Stored items
■ ■ ■ ■ ■
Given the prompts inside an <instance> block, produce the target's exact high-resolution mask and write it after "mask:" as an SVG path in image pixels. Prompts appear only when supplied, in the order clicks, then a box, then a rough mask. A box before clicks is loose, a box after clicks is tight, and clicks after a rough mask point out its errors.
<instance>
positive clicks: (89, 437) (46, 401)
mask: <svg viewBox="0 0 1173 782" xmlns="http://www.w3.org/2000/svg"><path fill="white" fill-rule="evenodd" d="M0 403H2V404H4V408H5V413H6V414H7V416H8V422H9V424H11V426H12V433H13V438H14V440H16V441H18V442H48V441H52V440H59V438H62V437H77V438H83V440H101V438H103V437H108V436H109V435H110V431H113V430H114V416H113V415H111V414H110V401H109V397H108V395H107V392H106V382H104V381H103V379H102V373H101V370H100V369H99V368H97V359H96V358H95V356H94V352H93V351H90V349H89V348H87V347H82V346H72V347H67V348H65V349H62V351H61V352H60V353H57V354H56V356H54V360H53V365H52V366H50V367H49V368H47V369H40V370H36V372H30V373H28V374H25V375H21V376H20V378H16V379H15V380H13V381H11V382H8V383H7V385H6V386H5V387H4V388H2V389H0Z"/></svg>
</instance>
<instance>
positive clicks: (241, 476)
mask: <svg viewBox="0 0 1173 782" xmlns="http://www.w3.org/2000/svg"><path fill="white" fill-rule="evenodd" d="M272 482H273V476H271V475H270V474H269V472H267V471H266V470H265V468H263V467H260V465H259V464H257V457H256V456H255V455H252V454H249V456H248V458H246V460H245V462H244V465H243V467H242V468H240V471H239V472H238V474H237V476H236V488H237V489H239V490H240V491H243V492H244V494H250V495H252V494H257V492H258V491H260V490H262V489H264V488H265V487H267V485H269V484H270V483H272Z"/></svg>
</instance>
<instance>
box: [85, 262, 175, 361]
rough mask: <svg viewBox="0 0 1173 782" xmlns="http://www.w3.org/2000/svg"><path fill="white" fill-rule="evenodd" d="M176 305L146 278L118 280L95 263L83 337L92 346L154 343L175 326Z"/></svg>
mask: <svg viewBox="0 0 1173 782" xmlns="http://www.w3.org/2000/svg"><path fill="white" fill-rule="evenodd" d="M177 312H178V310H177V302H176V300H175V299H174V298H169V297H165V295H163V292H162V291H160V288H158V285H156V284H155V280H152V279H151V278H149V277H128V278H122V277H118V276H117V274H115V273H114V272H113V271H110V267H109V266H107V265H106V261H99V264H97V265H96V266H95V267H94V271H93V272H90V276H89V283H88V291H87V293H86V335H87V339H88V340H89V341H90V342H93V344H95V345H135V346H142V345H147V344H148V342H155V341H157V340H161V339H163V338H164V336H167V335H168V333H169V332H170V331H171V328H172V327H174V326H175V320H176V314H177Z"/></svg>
■ ■ ■ ■ ■
Exactly as written above, copy out all the records.

Given the prompts inside an <instance> block, produce the target's exact high-resolution mask and write it after "mask:" as an SVG path in image pixels. Prompts appear only when supplied, in the order clicks, then a box, then a rough mask. A box before clicks is loose, a box after clicks is tight, and clicks after a rough mask point out its errors.
<instance>
positive clicks: (89, 437) (46, 401)
mask: <svg viewBox="0 0 1173 782" xmlns="http://www.w3.org/2000/svg"><path fill="white" fill-rule="evenodd" d="M0 403H2V404H4V408H5V413H6V414H7V416H8V422H9V424H11V426H12V433H13V438H14V440H16V441H18V442H48V441H52V440H59V438H62V437H77V438H83V440H101V438H103V437H108V436H109V435H110V431H113V430H114V416H113V415H111V414H110V401H109V397H108V395H107V392H106V382H104V381H103V379H102V373H101V370H100V369H99V368H97V359H96V358H95V356H94V352H93V351H90V349H89V348H87V347H82V346H72V347H67V348H65V349H62V351H61V352H60V353H57V354H56V356H54V360H53V365H52V366H50V367H49V368H47V369H40V370H36V372H30V373H28V374H25V375H21V376H20V378H16V379H15V380H13V381H11V382H8V383H7V385H6V386H5V387H4V388H2V389H0Z"/></svg>
</instance>
<instance>
positive clicks: (241, 476)
mask: <svg viewBox="0 0 1173 782" xmlns="http://www.w3.org/2000/svg"><path fill="white" fill-rule="evenodd" d="M272 482H273V476H271V475H270V474H269V472H267V471H266V470H265V468H263V467H260V465H259V464H257V457H256V456H255V455H252V454H249V456H248V458H246V460H245V462H244V465H243V467H242V468H240V471H239V472H238V474H237V476H236V488H237V489H239V490H240V491H243V492H244V494H250V495H252V494H257V492H258V491H260V490H262V489H264V488H265V487H267V485H269V484H270V483H272Z"/></svg>
</instance>
<instance>
box: [85, 262, 175, 361]
rough mask: <svg viewBox="0 0 1173 782" xmlns="http://www.w3.org/2000/svg"><path fill="white" fill-rule="evenodd" d="M176 305L146 278L118 280L95 263L83 337L92 346L154 343L175 326Z"/></svg>
mask: <svg viewBox="0 0 1173 782" xmlns="http://www.w3.org/2000/svg"><path fill="white" fill-rule="evenodd" d="M177 312H178V310H177V302H176V300H175V299H174V298H169V297H165V295H163V292H162V291H160V288H158V285H156V284H155V280H152V279H151V278H149V277H128V278H122V277H118V276H117V274H115V273H114V272H113V271H110V267H109V266H107V265H106V261H99V264H97V265H96V266H95V267H94V271H93V272H90V276H89V283H88V291H87V293H86V335H87V339H88V340H89V341H90V342H93V344H95V345H135V346H142V345H147V344H148V342H155V341H157V340H161V339H163V338H164V336H167V335H168V333H169V332H170V331H171V328H172V327H174V326H175V320H176V314H177Z"/></svg>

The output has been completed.